必須課題
- 1) 口腔扁平上皮癌に関する研究概要では、どの細胞株が使われていますか。すべて挙げてください。
- 2) 口腔扁平上皮癌とFasudilについての研究概要を、最後の文の後から書き継いでもらえますか。

抜粋
════
研究概要 |
本研究課題では,口腔扁平上皮癌において選択的ROCK阻害剤 (Fasudil) 投与によるRhoA/ROCK経路の恒常的な活性化の抑制が,抗腫瘍性ケモカインであるBRAKの分泌を促進して,腫瘍進展を抑制するという作業仮説を検証する事を目的としている。平成23年度は,実験計画に従い(1)口腔癌細胞におけるRhoA/ROCKの活性化およびBRAK分泌抑制の確認(2)BRAK分泌に関わるRhoA/ROCK下流分子の探索とFasudil処理によるBRAK分泌機構作用の検討を行った。 はじめに,舌および口腔底由来の口腔扁平上皮癌細胞株 (HNSCC : HSC-2, HSC-3, HSC-4) を播種し, ROCK選択的阻害剤Fasudil添加後,RhoA/ROCK経路の活性化およびBRAKの分泌量を検討したところ, HNSCCにおける RhoA/ROCK経路の恒常的な活性化によりBRAKの分泌が抑制されていること, またFasudil添加によりBRAK分泌抑制が阻害されることを見出した。さらに,HNSCC を用いて,小胞分泌制御に関わると考えられるROCK下流分子のひとつであるコフィリンの脱リン酸化がFasudil投与時に抑制されることを,Wstern Blot法を用いて検討した。 従って,HNSCCにおける恒常的なRhoA/ROCK経路の活性化はBRAKの分泌を阻害していることが確認された。また, RhoA/ROCK経路示唆される。次年度は計画に基づき,in vivoにおけるFasudilのBRAK分泌促進を介した抗腫瘍作用について検討する。
════
生データ
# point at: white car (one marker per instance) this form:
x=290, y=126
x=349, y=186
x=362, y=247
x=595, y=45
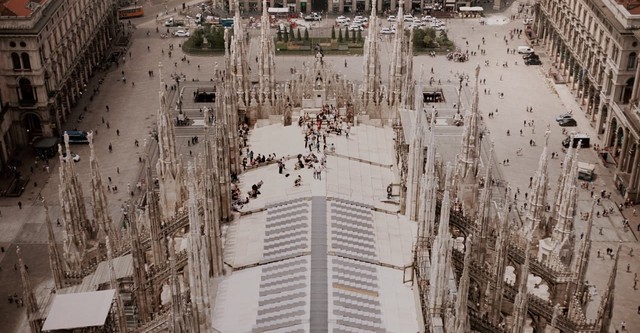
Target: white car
x=181, y=33
x=387, y=31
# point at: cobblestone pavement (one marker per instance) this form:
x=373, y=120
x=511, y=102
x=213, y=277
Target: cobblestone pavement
x=133, y=109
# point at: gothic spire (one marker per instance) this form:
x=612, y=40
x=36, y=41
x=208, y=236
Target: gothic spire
x=168, y=166
x=568, y=194
x=371, y=90
x=605, y=311
x=177, y=324
x=239, y=62
x=469, y=157
x=198, y=256
x=77, y=228
x=521, y=302
x=461, y=323
x=441, y=255
x=139, y=258
x=483, y=217
x=496, y=286
x=266, y=60
x=101, y=215
x=122, y=319
x=154, y=215
x=54, y=255
x=538, y=195
x=581, y=262
x=27, y=292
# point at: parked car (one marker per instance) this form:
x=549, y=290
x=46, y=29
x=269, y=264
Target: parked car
x=570, y=122
x=564, y=116
x=75, y=157
x=313, y=17
x=387, y=31
x=181, y=33
x=533, y=61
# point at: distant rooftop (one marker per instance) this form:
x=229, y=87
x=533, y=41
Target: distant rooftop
x=19, y=8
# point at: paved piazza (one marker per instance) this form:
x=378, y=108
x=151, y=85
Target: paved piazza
x=133, y=113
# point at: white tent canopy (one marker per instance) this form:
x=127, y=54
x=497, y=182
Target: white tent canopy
x=70, y=311
x=471, y=9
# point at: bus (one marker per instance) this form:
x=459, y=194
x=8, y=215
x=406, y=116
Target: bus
x=129, y=12
x=76, y=136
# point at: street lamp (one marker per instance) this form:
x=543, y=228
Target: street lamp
x=460, y=93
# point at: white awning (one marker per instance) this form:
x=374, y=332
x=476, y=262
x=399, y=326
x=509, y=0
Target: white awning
x=79, y=310
x=471, y=9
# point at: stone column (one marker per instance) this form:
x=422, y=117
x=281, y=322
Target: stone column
x=634, y=170
x=636, y=82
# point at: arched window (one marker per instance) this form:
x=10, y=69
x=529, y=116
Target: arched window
x=631, y=61
x=15, y=60
x=26, y=63
x=25, y=91
x=627, y=91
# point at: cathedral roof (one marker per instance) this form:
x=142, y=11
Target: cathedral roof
x=21, y=8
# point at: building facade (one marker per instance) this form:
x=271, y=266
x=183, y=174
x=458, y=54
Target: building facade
x=593, y=46
x=49, y=50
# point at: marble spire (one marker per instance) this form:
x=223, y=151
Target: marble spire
x=154, y=216
x=496, y=284
x=398, y=66
x=168, y=166
x=177, y=324
x=239, y=62
x=581, y=263
x=567, y=199
x=266, y=60
x=461, y=321
x=198, y=256
x=139, y=257
x=211, y=206
x=371, y=84
x=469, y=156
x=427, y=213
x=77, y=227
x=521, y=302
x=416, y=166
x=101, y=215
x=441, y=255
x=122, y=320
x=536, y=208
x=27, y=293
x=483, y=214
x=54, y=256
x=605, y=310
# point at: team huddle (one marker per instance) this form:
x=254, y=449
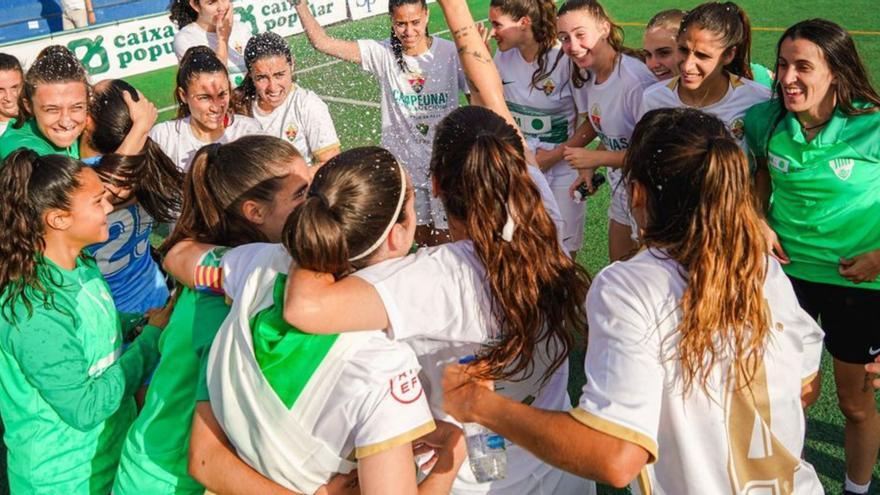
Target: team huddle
x=321, y=320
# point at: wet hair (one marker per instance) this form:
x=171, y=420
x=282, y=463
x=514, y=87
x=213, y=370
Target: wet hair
x=54, y=65
x=154, y=179
x=30, y=185
x=9, y=62
x=701, y=212
x=396, y=46
x=479, y=166
x=182, y=13
x=263, y=45
x=615, y=35
x=220, y=179
x=731, y=25
x=352, y=201
x=542, y=14
x=839, y=51
x=196, y=60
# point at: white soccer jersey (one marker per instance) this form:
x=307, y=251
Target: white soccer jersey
x=438, y=302
x=729, y=440
x=303, y=120
x=741, y=95
x=176, y=139
x=193, y=35
x=371, y=402
x=414, y=102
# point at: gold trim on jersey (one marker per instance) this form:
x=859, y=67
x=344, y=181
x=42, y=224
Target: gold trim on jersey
x=406, y=437
x=616, y=431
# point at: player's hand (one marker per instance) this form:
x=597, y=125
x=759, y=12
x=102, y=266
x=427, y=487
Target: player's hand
x=585, y=176
x=581, y=158
x=862, y=268
x=461, y=392
x=143, y=112
x=341, y=484
x=774, y=247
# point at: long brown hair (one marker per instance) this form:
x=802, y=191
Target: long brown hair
x=542, y=14
x=731, y=24
x=352, y=200
x=480, y=168
x=220, y=179
x=702, y=213
x=615, y=35
x=30, y=185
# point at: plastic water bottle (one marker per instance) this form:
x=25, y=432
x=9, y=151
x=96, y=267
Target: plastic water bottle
x=486, y=449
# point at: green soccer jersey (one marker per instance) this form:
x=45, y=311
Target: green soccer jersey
x=826, y=193
x=66, y=388
x=30, y=137
x=154, y=458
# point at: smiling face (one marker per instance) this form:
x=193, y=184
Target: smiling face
x=60, y=110
x=580, y=35
x=806, y=79
x=273, y=80
x=660, y=47
x=207, y=96
x=409, y=23
x=701, y=57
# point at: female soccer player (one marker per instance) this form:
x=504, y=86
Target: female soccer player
x=11, y=77
x=538, y=92
x=211, y=23
x=420, y=78
x=609, y=82
x=203, y=115
x=701, y=331
x=145, y=188
x=282, y=108
x=234, y=194
x=817, y=141
x=67, y=388
x=713, y=64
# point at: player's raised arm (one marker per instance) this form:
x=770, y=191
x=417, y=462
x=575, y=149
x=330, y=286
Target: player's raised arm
x=324, y=43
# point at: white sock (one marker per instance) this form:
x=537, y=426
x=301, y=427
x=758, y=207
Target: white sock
x=851, y=486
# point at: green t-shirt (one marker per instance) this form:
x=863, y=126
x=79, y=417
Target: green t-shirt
x=154, y=458
x=66, y=388
x=826, y=193
x=29, y=136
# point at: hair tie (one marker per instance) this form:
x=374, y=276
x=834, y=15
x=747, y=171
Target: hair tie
x=393, y=221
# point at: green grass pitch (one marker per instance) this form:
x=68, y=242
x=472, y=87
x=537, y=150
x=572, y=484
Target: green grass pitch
x=352, y=97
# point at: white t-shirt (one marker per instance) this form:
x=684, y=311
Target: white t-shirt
x=702, y=443
x=193, y=35
x=546, y=115
x=437, y=301
x=302, y=120
x=741, y=95
x=377, y=403
x=612, y=106
x=176, y=139
x=413, y=103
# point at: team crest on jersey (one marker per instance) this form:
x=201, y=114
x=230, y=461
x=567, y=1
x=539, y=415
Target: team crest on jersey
x=291, y=132
x=596, y=116
x=842, y=167
x=406, y=387
x=416, y=81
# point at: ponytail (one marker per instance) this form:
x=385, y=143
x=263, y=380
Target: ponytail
x=703, y=215
x=30, y=185
x=480, y=168
x=730, y=23
x=353, y=202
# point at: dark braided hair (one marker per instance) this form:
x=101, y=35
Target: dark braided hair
x=396, y=46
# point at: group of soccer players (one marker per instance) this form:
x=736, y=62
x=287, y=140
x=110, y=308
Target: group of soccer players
x=321, y=298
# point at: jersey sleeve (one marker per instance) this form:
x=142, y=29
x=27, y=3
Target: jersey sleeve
x=53, y=361
x=623, y=393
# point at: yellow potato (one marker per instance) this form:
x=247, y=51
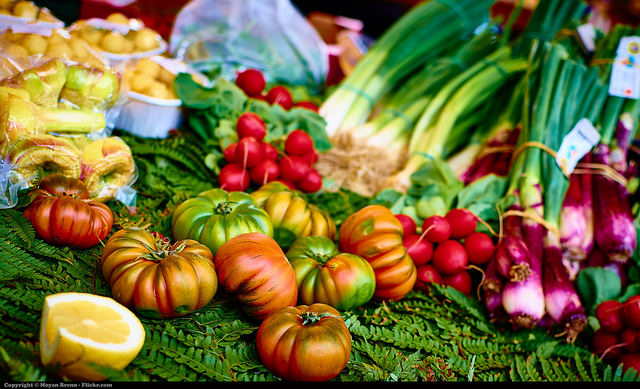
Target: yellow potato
x=167, y=77
x=148, y=67
x=140, y=82
x=78, y=48
x=35, y=44
x=128, y=47
x=25, y=9
x=145, y=39
x=91, y=35
x=113, y=42
x=17, y=51
x=117, y=18
x=59, y=50
x=157, y=90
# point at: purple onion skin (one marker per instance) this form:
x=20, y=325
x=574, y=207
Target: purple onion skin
x=491, y=287
x=561, y=299
x=576, y=221
x=615, y=233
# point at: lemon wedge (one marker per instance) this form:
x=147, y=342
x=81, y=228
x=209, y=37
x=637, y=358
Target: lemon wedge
x=81, y=329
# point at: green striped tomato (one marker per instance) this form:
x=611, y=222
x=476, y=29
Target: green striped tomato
x=327, y=276
x=215, y=216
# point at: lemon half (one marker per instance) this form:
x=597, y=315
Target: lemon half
x=80, y=329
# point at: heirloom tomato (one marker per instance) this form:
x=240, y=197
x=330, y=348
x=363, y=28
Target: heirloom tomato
x=327, y=276
x=158, y=278
x=375, y=234
x=304, y=343
x=254, y=267
x=215, y=216
x=61, y=213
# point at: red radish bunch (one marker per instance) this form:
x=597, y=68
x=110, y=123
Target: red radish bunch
x=618, y=338
x=251, y=159
x=446, y=248
x=253, y=84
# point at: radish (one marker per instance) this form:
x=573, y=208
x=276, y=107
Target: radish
x=460, y=281
x=280, y=95
x=265, y=171
x=631, y=312
x=463, y=222
x=286, y=183
x=480, y=247
x=426, y=275
x=408, y=224
x=609, y=315
x=450, y=257
x=293, y=169
x=229, y=153
x=248, y=152
x=630, y=361
x=251, y=124
x=311, y=183
x=298, y=143
x=606, y=344
x=307, y=105
x=269, y=151
x=437, y=229
x=310, y=157
x=418, y=248
x=251, y=81
x=629, y=337
x=233, y=178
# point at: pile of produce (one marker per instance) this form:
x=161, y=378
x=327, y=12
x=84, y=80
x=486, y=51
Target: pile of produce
x=422, y=221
════
各項目の解答
- 1) HSC-2、HSC-3、HSC-4

- 2)
|
今後の研究の推進方策 |
平成24年度は, in vivoにおけるFasudilの口腔扁平上皮癌進展抑制機構の解明を目的に実験を行う。(1)口腔扁平上皮癌細胞移植モデルを用いた, Fasudil投与による癌進展抑制作用の検討HSC-2, HSC-3, HSC-4細胞を培養し, ヌードマウス(胸腺が欠損したためにT細胞数の著しい減少が生じ、免疫系が阻害されているマウス)背部皮下にこれらの細胞を移植し,細胞定着後(1週間)にFasudilの腹腔および経口投与 (50mg/kg/day) を1-2週間継続して行う。径時的に体重および抗腫瘍効果の判定として腫瘍径の測定を行いまた,実験24-2で免疫組織学的解析に用いる腫瘍組織検体を採取する。(2)Fasudil投与による口腔扁平上皮癌縮小作用メカニズムの検討Fasudil投与による口腔扁平上皮癌縮小作用を検討するため,実験(1)で採取したサンプルの免疫組織学的解析を行う。解析項目はBRAKの局在および分泌量の検討,またの細胞増殖の指標としてKi-67,および血管新生の指標としてCD31,von Willebrand factor の発現を免疫組織化学的に検討する。また,Fasudil投与によるBRAK分泌促進を介した腫瘍縮小メカニズムを検討するため,Directed In Vivo Angiogenesis Assay Inhibition Kit (Cultrex DIVAA) を用いてBRAKの口腔扁平上皮癌における血管新生能への影響を検討する。具体的な方法としては,ヌードマウス背部皮下にBRAKおよびVEGFを含むカプセル(angioreactor) を移植し, 9-15日後(新生血管埋入後)に回収し, 血管内皮細胞を認識する抗体(FITC;血管内皮細胞) 処理を行い,蛍光強度を測定することによりBRAKの血管新生抑制作用を検討する計画である。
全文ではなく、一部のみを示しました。